◆ Action item A
Answer these questions about the article on Professor Mark Dawson's science prize:
(i) Which prize named in the article did Professor Dawson receive?
(ii) What analogy does he use to explain his research?
(iii) Roughly how many different types of cancer are BET inhibitors being trialled on?
◆ Action item B
What does the article on Professor Mark Dawson's science prize say from "His frustration led" down to "of the Year."? Copy that passage out word for word.

◆ Selected extract
════════════════════

An Australian professor responsible for revolutionising blood cancer treatments has been awarded the Prime Minister’s prestigious annual top science prize.
An Australian professor responsible for revolutionising blood cancer treatments has been awarded the Prime Minister’s prestigious annual top science prize.

Doctor behind cancer breakthrough wins PM’s top prize

Professor Mark Dawson couldn't understand why some of his patients with identical cancers responded differently to the same cancer treatment.

His frustration led him back to the lab - which not only resulted in the development of new lifesaving drugs - but being awarded the prestigious Frank Fenner Prize for Life Scientist of the Year.

"Patients with essentially what looks like exactly the same cancer, we give them the same treatment and one gets cured and the other patient gets no benefit," Professor Dawson from the Peter McCallum Cancer Centre told News Corp Australia.

"To understand that I had to understand that difference at a molecular level, and to do that I needed to train as a scientist," Prof Dawson said.

PM's Science Prize – Professor Mark Dawson is one of the winners of the PM's Prize for Science
PM's Science Prize – Professor Mark Dawson is one of the winners of the PM's Prize for Science

His work in the science lab led to groundbreaking discoveries within human genes that have revolutionised the treatment of blood cancers.

He has developed two new treatments for cancer called BET inhibitors that are currently in human clinical trials in combination with other cancer therapies with results due to be published soon.

Cancer cells evade the immune system by shutting off genes that the immune cells would normally recognise on the cell surface.

These new drugs turn these genes back on making the cancer cell visible to the immune system.

"In some patients we see remarkable benefits but in some patients, there's no benefit," he said.

Professor Dawson explains his research using the analogy of caterpillar becoming a butterfly.

Both carry exactly the same DNA sequence yet have markedly different physical states.

This is because the genes that are expressed in the caterpillar are different to the genes that are expressed in the butterfly.

"Epigenetics can be summarised as the processes that are in place that regulate access to a DNA sequence to express the right genes, at the right place at the right time," he said.

PM's Science Prize – Professor Mark Dawson is one of the winners of the PM's Prize for Science
PM's Science Prize – Professor Mark Dawson is one of the winners of the PM's Prize for Science

In humans, every one of our cells has the same DNA sequence but the skin cell does a very different job to a blood cell.

"What we've learned over the last 10 years is that, in cancer this process is corrupted and cancer cells start to add normally expressed genes that should not be expressed in that particular cell and they grow out of control," he said.

Other scientists around the world are working on a handful of other BET inhibitors and they are being trialled on around 30 different types of cancers.

Studies have found on their own they have limited effectiveness but when they are used in combination with other cancer medications they work better.

════════════════════

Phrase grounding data
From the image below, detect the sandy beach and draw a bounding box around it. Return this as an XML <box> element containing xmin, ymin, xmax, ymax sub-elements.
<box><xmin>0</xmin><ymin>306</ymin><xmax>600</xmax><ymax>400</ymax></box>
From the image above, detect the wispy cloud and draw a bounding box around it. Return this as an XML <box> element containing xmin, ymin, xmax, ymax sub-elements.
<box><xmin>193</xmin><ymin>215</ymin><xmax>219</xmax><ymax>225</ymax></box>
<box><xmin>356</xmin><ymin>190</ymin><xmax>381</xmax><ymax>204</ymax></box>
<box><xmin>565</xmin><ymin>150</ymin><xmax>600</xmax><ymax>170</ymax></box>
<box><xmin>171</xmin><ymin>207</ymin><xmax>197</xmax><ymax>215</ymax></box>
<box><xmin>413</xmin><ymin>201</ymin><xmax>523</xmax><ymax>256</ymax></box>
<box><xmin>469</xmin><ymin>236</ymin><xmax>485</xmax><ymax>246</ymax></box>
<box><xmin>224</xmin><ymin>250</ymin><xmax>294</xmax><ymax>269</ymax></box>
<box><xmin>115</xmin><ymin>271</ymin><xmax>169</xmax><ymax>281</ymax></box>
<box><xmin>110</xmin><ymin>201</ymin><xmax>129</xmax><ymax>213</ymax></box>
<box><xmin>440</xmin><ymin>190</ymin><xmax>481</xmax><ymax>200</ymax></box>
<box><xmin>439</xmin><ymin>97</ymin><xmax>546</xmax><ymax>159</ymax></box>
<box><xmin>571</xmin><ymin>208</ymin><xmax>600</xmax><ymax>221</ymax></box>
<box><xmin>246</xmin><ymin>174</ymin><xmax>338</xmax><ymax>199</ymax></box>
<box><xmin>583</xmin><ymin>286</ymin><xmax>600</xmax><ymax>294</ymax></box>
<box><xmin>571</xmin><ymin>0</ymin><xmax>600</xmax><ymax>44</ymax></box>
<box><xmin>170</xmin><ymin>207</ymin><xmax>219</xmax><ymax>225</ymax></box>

════════════════════

◆ Task response A
(i) The Frank Fenner Prize for Life Scientist of the Year.
(ii) A caterpillar becoming a butterfly.
(iii) Around 30.

◆ Task response B
His frustration led him back to the lab - which not only resulted in the development of new lifesaving drugs - but being awarded the prestigious Frank Fenner Prize for Life Scientist of the Year.